Stored items
======
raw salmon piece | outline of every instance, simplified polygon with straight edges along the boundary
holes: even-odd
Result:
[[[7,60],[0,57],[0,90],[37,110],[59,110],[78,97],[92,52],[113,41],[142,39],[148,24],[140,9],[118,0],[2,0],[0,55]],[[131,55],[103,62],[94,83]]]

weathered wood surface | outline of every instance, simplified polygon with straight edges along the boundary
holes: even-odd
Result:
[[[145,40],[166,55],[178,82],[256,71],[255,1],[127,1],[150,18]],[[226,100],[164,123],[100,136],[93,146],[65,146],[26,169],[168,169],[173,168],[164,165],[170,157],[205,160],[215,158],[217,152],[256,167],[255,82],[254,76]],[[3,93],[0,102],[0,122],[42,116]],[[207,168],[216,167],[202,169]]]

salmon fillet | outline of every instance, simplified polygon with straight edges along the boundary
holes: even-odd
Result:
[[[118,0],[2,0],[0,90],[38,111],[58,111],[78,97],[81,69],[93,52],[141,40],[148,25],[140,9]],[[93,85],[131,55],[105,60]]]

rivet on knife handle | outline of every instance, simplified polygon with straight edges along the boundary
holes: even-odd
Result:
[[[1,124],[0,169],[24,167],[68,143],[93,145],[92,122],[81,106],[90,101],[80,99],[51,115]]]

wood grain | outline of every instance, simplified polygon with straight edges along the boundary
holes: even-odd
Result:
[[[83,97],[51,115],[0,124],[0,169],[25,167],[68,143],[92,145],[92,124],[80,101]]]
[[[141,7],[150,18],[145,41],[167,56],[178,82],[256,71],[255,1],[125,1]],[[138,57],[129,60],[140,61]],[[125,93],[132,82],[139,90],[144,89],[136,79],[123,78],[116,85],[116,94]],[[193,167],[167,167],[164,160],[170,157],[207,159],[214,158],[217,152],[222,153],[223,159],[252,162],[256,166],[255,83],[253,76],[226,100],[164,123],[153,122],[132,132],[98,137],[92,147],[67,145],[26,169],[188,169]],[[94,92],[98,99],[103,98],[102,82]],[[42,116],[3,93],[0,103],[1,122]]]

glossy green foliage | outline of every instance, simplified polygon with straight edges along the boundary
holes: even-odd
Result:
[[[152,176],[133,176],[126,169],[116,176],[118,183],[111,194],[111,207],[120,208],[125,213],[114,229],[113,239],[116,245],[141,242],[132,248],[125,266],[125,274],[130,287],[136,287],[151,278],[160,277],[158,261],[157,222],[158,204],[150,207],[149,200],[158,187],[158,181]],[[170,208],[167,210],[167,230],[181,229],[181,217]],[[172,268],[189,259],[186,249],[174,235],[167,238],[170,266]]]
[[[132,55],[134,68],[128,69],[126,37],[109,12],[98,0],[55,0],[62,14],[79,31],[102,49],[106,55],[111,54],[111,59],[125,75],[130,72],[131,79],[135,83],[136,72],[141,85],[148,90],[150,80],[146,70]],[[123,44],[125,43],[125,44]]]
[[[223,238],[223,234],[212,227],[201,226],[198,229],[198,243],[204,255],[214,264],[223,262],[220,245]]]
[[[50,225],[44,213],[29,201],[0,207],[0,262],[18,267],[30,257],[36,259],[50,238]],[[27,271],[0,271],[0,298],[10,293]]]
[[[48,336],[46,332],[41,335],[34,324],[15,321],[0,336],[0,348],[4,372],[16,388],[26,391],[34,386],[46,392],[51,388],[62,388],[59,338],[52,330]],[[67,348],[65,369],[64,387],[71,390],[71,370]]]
======
*Problem to solve*. Output the whole listing above again, word for word.

*Exercise response*.
raw salmon piece | outline of every instance, simplified polygon with straight edges along the boundary
holes: even-odd
Result:
[[[7,60],[0,57],[0,90],[37,110],[59,110],[78,97],[92,52],[113,41],[142,39],[148,24],[140,9],[118,0],[2,0],[0,55]],[[131,55],[103,62],[94,83]]]

weathered wood surface | outline of every instance, simplified polygon with straight edges along the boundary
holes: even-odd
Result:
[[[145,40],[166,55],[178,82],[256,71],[255,1],[127,1],[150,18]],[[226,100],[164,123],[100,136],[93,146],[65,146],[26,169],[168,169],[173,168],[164,165],[170,157],[205,160],[215,158],[217,152],[256,167],[255,82],[254,76]],[[3,93],[0,102],[0,122],[42,116]],[[207,168],[216,167],[202,169]]]

salmon fillet | outline of every instance, simplified polygon with straight edges along the boundary
holes: even-odd
Result:
[[[118,0],[2,0],[0,90],[38,111],[58,111],[78,97],[81,69],[93,52],[141,40],[148,25],[140,9]],[[93,85],[131,55],[105,60]]]

rivet on knife handle | outline of every instance, simplified polygon with straight edges along the boundary
holes: even-odd
Result:
[[[1,124],[0,169],[24,167],[68,143],[93,145],[92,122],[81,106],[90,101],[80,99],[51,115]]]

wood grain | outline of every instance, simplified polygon with straight edges along the boundary
holes: even-odd
Result:
[[[83,97],[51,115],[0,124],[0,169],[25,167],[68,143],[92,145],[92,124],[80,101]]]
[[[141,7],[150,18],[145,41],[167,56],[178,82],[256,71],[255,1],[125,1]],[[138,57],[129,60],[140,61]],[[125,93],[132,82],[139,90],[144,89],[136,79],[123,78],[116,85],[116,94]],[[193,167],[167,167],[164,160],[170,157],[207,159],[214,158],[217,152],[222,153],[223,159],[252,162],[256,166],[255,83],[253,76],[226,100],[164,123],[153,122],[132,132],[98,137],[92,147],[67,145],[26,169],[188,169]],[[94,92],[98,99],[103,98],[102,82]],[[42,116],[3,93],[0,103],[1,122]]]

glossy green foliage | outline of every instance, simplified polygon with straight edges along the boundary
holes: even-odd
Result:
[[[152,176],[133,176],[126,169],[116,176],[118,183],[111,194],[111,207],[120,208],[125,213],[114,229],[113,239],[116,245],[141,242],[132,248],[125,266],[125,274],[130,287],[136,287],[151,278],[160,277],[158,261],[157,222],[158,204],[150,207],[149,200],[158,187],[158,181]],[[170,208],[167,210],[167,230],[181,229],[181,217]],[[172,268],[189,259],[186,249],[174,235],[167,238],[170,266]]]
[[[132,55],[134,68],[128,69],[126,37],[109,12],[98,0],[55,0],[62,14],[79,31],[102,49],[106,55],[111,54],[111,59],[125,75],[130,72],[131,79],[135,83],[136,72],[141,85],[148,90],[150,80],[146,70]],[[123,44],[125,43],[125,44]]]
[[[223,238],[223,234],[212,227],[201,226],[198,229],[198,243],[204,255],[214,264],[223,262],[220,245]]]
[[[50,225],[44,213],[29,201],[0,207],[0,262],[18,267],[30,257],[36,259],[50,238]],[[27,271],[0,271],[0,298],[10,293]]]
[[[48,336],[46,332],[41,335],[34,324],[15,321],[0,336],[0,348],[4,372],[16,388],[26,391],[34,386],[46,392],[51,388],[62,388],[59,338],[52,330]],[[67,348],[65,369],[64,387],[71,390],[71,370]]]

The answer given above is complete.